- **Your instructions**: List every line in the items below that contains the word "ceiling".

- **Listed records**:
■ ■ ■
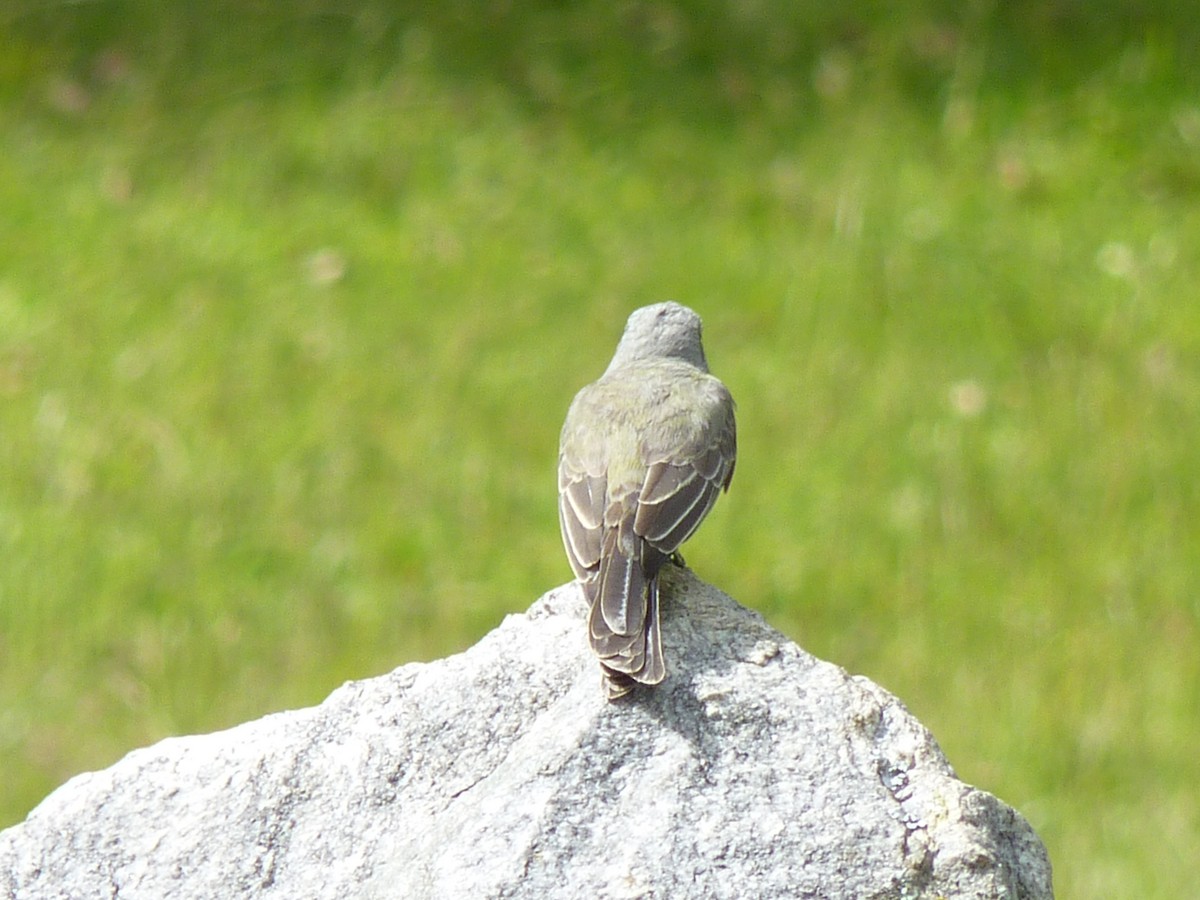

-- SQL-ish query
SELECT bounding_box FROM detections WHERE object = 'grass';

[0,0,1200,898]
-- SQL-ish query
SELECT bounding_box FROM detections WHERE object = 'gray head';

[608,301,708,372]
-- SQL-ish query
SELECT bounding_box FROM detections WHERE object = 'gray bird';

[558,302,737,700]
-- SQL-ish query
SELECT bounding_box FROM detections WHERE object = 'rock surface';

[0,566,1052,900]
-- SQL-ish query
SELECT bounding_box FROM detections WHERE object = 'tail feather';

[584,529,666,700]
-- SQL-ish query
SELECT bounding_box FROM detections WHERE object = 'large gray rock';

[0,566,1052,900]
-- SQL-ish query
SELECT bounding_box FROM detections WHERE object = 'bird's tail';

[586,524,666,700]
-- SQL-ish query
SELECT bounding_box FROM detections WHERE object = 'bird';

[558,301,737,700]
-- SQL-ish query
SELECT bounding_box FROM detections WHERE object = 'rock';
■ ■ ■
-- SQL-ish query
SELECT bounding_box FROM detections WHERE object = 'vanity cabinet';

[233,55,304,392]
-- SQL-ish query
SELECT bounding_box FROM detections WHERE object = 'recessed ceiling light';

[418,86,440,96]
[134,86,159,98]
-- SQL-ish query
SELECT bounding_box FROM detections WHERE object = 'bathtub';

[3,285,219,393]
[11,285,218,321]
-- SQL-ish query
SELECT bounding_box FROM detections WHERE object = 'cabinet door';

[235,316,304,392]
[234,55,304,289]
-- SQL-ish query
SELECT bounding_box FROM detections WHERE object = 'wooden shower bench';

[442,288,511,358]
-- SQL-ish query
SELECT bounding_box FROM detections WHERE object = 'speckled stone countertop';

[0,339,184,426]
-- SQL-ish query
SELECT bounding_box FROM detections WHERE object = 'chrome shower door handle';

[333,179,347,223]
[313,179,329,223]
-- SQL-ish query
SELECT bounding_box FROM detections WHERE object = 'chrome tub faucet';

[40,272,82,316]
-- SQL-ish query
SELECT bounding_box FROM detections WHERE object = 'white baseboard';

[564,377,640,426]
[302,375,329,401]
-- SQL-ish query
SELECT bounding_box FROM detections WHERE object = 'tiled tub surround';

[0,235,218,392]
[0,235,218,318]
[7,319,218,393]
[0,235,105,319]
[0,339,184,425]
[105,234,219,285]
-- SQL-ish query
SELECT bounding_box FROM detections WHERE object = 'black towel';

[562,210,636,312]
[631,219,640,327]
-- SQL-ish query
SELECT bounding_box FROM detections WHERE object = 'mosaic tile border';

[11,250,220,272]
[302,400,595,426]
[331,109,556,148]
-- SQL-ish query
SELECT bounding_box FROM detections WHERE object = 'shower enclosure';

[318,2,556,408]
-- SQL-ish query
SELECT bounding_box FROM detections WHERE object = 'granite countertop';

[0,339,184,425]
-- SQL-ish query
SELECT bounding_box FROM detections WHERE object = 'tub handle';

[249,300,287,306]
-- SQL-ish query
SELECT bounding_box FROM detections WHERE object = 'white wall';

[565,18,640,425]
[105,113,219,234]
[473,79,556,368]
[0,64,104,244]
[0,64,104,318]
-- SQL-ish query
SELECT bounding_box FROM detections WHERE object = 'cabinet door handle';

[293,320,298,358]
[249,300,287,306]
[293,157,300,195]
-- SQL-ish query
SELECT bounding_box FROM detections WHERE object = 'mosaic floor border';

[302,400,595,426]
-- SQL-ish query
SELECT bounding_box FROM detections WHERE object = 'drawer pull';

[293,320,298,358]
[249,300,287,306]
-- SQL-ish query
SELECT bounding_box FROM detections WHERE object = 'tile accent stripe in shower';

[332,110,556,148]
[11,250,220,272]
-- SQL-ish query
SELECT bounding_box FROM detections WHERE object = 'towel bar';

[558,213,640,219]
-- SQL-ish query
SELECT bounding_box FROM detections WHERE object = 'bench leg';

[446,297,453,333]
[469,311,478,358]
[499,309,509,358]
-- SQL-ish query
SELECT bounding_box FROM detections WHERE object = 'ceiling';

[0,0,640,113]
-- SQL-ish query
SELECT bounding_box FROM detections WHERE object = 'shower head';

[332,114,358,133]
■ ■ ■
- **Solution to this exercise**:
SELECT bounding_box FROM detections WHERE object = 'recessed ceiling light';
SELECT bounding_box FROM detections WHERE object = 'ceiling';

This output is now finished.